====== TEXT PROVIDED
Somewhere on SO, I read that solving problems on Project Euler using Erlang is a good idea. Is it?

Any other common day-to-day use cases, other than writing erlyweb, couchdb,yaws etc? After seeing applications like Erlyweb, Couchdb, yaws etc. it seems that Erlang mainly shines when you just want to be massively concurrent, but the underlying business logic itself is pretty simple. I dont any famous applications where the business logic is also very complicated as well as needing massive concurrency. Business logic less => they don't do much with the data other than just dispatching it/ passing it/storing it somewhere.

Thanks

+1  A: 

Wikipedia has a list of projects using Erlang.

Bill the Lizard
My initial guess seems to be right. There doesn't seem to be applications where complex business logic is also involved. I guess I am getting the point as to when Erlang is generally used.
============
====== RECORD EXTRACTS
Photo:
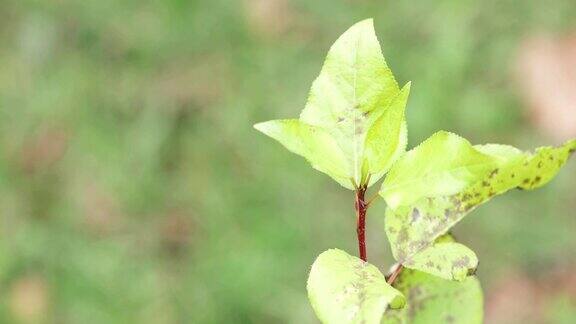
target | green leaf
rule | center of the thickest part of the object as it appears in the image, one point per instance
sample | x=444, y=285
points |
x=434, y=300
x=357, y=103
x=448, y=260
x=444, y=164
x=412, y=225
x=311, y=142
x=345, y=289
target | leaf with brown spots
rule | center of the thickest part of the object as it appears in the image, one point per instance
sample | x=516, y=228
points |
x=345, y=289
x=434, y=300
x=413, y=226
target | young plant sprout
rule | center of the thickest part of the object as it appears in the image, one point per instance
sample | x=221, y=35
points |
x=353, y=129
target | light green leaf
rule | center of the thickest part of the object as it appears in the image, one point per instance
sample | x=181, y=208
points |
x=444, y=164
x=345, y=289
x=387, y=138
x=311, y=142
x=434, y=300
x=356, y=101
x=448, y=260
x=413, y=228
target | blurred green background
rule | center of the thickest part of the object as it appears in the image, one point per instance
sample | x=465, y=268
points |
x=133, y=188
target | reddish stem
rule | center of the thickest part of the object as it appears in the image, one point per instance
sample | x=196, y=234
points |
x=361, y=206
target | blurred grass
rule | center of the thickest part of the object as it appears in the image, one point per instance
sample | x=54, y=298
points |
x=133, y=188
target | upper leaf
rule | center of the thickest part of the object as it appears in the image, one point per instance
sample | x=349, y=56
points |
x=345, y=289
x=433, y=300
x=357, y=103
x=414, y=223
============
### [PROBLEM REQUIREMENTS]
Condense the paragraph of the Erlang discussion that begins "My initial guess seems to be right" into a single shorter sentence. These entries have no connection to the Erlang discussion.

### [OUTPUT OF THE TASK]
The writer's initial guess appears confirmed: no applications seem to combine complex business logic with Erlang's strengths, and the writer now better sees when Erlang is generally used.